Home in the World
- Author: Amartya Sen
- Publisher: Allen Lane
- Publication date: 8 July 2021
- ISBN: 978-1-846-14486-8

= Home in the World =

2021 memoir by Amartya Sen

Home in the World is a memoir by Nobel laureate Amartya Sen, published in 2021. It is a partial autobiography in that it covers the first three decades of his life, mostly ending with 1963, when he returns to India after living abroad for a decade.

Sen writes about his childhood, the time he spent in Dhaka, Mandalay, his connections with Santiniketan, history of his family, intellectual history of India, his student days at the Presidency College, Kolkata, his coming to Cambridge as a student after being diagnosed with and then getting cured from a deadly oral cancer, his student days in Cambridge, his days as a teacher at the Delhi School of Economics, among other things. It is notable that almost two third of the book is about his roots, childhood and the time he spent in India before he arrived in Cambridge at the age of twenty.

Rather than focussing his life as it unfolded, the book often takes the reader into engaging detours when he discusses people who interested him; these include his maternal grandfather Kshiti Mohan Sen, Rabindra Natha Tagore, Aung San Sun Kyi, Ludwig Wittgenstein, Wittgenstein's close associate and Sen's mentor at Cambridge Piero Sraffa, Isaiah Berlin, economists Kenneth Arrow, Paul Samuelson, Mahbub ul Haq, and Maurice Dobb. In fact, the author shies away from describing his personal life in much detail and is remarkably laconic about his own achievements. Even as he writes about Mahbub ul Haq’s creation for the United Nations of a Human Development Index and annual report, he does not write about his own significant contributions to them. The style is simple and engaging, compared to what is employed by Sen in his economic and philosophic works.

The book is divided into five parts and 26 chapters and is dedicated to his wife Emma Rothschild.

Records from a data collection
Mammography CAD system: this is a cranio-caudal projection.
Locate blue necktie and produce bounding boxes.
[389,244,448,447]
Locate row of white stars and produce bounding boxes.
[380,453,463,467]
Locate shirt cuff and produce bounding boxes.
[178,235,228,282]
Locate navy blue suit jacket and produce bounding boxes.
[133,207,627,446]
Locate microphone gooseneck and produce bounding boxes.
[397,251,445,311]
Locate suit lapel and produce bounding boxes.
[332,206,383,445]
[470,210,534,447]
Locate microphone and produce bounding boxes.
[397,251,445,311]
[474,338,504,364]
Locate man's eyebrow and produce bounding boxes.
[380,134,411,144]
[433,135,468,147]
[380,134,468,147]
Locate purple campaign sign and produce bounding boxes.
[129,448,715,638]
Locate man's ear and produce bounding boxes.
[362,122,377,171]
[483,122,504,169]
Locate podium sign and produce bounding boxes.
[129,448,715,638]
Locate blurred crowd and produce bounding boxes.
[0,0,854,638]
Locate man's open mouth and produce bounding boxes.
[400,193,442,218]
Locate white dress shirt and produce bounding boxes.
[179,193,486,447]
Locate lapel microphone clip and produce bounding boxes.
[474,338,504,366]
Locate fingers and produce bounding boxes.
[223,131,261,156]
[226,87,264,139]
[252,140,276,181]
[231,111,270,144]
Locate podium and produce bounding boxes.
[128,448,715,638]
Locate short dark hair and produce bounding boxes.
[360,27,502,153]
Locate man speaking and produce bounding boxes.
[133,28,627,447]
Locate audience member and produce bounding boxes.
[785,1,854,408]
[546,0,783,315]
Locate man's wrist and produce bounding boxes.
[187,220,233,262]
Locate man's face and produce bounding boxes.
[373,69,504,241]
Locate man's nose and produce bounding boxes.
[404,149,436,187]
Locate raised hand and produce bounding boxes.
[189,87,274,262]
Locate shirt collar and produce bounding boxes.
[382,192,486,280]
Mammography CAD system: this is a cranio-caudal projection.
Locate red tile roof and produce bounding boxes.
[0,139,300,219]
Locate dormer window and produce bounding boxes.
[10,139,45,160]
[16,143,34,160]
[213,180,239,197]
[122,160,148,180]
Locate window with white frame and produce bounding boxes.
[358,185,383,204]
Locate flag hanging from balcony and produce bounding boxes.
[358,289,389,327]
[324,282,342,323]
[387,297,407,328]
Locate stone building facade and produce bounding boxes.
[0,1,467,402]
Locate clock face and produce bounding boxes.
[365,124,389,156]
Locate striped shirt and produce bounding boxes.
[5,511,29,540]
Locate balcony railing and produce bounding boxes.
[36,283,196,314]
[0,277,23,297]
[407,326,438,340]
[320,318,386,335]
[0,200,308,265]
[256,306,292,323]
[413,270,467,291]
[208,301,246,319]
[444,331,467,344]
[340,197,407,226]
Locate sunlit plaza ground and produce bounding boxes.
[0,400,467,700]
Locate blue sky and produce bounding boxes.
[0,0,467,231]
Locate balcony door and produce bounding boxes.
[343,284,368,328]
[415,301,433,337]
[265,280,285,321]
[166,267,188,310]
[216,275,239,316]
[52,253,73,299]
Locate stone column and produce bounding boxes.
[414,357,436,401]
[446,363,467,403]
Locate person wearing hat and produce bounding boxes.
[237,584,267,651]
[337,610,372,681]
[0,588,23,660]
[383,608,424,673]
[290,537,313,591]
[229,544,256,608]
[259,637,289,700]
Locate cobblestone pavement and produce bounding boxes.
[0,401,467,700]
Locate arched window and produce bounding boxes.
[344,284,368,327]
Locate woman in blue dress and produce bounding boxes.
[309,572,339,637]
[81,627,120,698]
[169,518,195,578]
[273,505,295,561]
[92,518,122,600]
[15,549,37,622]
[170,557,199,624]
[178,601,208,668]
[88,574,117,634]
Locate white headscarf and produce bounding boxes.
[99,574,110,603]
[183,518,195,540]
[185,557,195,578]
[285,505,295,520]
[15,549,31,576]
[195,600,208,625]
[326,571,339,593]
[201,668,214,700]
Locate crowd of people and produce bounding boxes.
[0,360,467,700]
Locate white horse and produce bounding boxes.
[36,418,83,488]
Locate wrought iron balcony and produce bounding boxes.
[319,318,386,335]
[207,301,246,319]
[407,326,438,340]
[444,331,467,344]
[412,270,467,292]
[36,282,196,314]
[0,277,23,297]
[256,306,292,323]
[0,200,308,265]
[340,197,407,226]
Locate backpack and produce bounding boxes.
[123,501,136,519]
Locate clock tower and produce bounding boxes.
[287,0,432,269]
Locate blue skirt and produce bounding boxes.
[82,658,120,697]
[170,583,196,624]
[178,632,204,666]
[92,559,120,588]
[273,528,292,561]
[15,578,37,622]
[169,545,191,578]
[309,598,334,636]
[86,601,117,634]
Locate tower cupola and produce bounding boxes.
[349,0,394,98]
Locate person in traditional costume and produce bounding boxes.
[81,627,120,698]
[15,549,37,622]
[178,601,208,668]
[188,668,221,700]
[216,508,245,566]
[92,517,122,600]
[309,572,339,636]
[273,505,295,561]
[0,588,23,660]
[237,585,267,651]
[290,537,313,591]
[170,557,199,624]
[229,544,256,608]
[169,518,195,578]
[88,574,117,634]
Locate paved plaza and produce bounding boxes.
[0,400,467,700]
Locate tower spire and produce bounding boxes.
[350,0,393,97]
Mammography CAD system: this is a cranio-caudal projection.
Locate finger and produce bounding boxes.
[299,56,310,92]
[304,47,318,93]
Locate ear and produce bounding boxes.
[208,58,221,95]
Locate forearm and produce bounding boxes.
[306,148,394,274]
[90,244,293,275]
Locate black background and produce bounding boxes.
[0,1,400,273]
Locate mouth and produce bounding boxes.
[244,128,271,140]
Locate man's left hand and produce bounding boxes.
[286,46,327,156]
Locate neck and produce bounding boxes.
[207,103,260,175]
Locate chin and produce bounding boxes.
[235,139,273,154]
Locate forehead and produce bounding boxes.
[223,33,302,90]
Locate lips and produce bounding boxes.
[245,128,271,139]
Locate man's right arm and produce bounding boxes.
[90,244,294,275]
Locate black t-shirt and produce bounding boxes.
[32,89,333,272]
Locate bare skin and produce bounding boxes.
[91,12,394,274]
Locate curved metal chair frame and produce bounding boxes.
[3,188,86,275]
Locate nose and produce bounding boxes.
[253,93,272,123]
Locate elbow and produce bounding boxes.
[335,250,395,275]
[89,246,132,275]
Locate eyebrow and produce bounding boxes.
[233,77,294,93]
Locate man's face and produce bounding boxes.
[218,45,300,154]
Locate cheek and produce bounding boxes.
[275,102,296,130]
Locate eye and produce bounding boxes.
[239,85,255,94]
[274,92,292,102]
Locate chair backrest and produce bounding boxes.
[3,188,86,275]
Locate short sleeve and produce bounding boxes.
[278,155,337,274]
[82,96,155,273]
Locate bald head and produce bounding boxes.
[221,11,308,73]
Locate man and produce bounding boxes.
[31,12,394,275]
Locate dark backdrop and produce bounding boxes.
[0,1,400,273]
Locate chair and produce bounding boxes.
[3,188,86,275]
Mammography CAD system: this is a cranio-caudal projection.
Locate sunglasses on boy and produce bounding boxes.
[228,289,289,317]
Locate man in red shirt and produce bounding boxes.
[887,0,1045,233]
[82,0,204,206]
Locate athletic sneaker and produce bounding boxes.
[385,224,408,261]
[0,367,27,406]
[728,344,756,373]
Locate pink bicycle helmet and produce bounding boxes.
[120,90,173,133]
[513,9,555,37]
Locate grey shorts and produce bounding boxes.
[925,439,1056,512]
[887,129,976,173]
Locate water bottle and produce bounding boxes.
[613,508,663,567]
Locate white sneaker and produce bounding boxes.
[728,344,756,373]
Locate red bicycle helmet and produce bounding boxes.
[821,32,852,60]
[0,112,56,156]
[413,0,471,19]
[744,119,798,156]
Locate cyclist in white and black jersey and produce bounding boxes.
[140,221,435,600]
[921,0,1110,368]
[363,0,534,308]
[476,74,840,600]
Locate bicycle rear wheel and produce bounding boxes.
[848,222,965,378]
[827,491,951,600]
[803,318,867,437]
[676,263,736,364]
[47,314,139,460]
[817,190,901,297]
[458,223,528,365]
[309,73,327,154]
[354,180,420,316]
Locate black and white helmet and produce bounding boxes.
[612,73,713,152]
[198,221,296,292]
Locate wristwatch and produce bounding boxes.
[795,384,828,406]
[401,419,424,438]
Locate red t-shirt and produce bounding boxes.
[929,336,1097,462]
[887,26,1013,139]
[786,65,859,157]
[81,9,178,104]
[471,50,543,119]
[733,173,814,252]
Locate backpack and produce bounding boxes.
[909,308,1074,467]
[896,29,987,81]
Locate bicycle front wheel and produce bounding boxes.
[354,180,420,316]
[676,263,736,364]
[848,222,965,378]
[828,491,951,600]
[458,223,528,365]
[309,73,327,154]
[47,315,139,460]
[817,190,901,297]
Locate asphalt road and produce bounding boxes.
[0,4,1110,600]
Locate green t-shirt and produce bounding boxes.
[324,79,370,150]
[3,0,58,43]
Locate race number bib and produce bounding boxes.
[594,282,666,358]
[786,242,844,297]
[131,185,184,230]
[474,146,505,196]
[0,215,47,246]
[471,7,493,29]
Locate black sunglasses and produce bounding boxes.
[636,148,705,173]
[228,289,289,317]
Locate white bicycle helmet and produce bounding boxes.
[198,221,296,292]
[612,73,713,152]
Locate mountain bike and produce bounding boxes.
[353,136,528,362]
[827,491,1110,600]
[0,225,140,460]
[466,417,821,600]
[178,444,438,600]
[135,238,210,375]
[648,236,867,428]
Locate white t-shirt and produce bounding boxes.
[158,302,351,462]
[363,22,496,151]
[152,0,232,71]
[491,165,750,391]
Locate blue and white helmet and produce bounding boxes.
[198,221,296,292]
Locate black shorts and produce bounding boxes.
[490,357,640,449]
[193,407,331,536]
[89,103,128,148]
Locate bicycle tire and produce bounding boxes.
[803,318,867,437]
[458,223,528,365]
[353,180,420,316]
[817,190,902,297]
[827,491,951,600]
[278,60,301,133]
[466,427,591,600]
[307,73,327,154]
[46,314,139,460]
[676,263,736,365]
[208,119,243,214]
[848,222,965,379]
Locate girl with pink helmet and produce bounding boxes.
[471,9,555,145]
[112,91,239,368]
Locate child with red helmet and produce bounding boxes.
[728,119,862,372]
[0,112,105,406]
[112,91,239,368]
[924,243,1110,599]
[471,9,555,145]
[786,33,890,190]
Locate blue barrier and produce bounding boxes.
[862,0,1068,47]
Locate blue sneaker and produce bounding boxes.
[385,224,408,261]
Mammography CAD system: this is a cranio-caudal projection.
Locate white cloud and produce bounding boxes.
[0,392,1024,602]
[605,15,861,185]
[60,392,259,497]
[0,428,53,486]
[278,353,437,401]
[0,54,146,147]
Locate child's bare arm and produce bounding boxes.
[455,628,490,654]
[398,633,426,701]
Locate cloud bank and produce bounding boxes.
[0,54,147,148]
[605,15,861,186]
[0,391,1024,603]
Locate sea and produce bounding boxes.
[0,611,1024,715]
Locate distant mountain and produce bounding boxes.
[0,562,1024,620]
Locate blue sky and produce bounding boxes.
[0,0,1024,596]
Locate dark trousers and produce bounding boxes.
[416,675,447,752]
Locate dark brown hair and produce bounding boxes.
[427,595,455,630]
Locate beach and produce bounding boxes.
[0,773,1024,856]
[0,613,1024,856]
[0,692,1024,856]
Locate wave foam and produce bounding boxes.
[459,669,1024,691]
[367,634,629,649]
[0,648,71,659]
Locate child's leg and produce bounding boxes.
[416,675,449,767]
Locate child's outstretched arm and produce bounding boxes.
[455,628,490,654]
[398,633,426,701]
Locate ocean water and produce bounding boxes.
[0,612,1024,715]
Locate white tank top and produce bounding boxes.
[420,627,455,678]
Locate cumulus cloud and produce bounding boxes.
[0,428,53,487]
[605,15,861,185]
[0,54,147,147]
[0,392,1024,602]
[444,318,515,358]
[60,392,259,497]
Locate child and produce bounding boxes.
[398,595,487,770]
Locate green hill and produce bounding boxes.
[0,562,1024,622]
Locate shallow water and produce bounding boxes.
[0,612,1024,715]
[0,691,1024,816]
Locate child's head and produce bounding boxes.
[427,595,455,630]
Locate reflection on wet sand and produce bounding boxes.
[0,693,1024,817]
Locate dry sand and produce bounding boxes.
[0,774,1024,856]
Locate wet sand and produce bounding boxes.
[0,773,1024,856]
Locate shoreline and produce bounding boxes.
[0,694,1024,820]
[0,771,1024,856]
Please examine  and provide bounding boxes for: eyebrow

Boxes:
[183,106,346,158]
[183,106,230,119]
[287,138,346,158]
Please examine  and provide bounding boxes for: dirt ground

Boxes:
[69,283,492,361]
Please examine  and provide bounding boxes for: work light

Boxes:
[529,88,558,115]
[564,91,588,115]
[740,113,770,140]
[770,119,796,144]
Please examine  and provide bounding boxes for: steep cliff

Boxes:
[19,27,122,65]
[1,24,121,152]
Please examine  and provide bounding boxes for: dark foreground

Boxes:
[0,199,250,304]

:: WHAT YOU SHOULD DO ::
Write out, word for word, everything in the Home in the World text from "Home in the World is" down to "age of twenty.".

:: YOUR RESPONSE ::
Home in the World is a memoir by Nobel laureate Amartya Sen, published in 2021. It is a partial autobiography in that it covers the first three decades of his life, mostly ending with 1963, when he returns to India after living abroad for a decade.

Sen writes about his childhood, the time he spent in Dhaka, Mandalay, his connections with Santiniketan, history of his family, intellectual history of India, his student days at the Presidency College, Kolkata, his coming to Cambridge as a student after being diagnosed with and then getting cured from a deadly oral cancer, his student days in Cambridge, his days as a teacher at the Delhi School of Economics, among other things. It is notable that almost two third of the book is about his roots, childhood and the time he spent in India before he arrived in Cambridge at the age of twenty.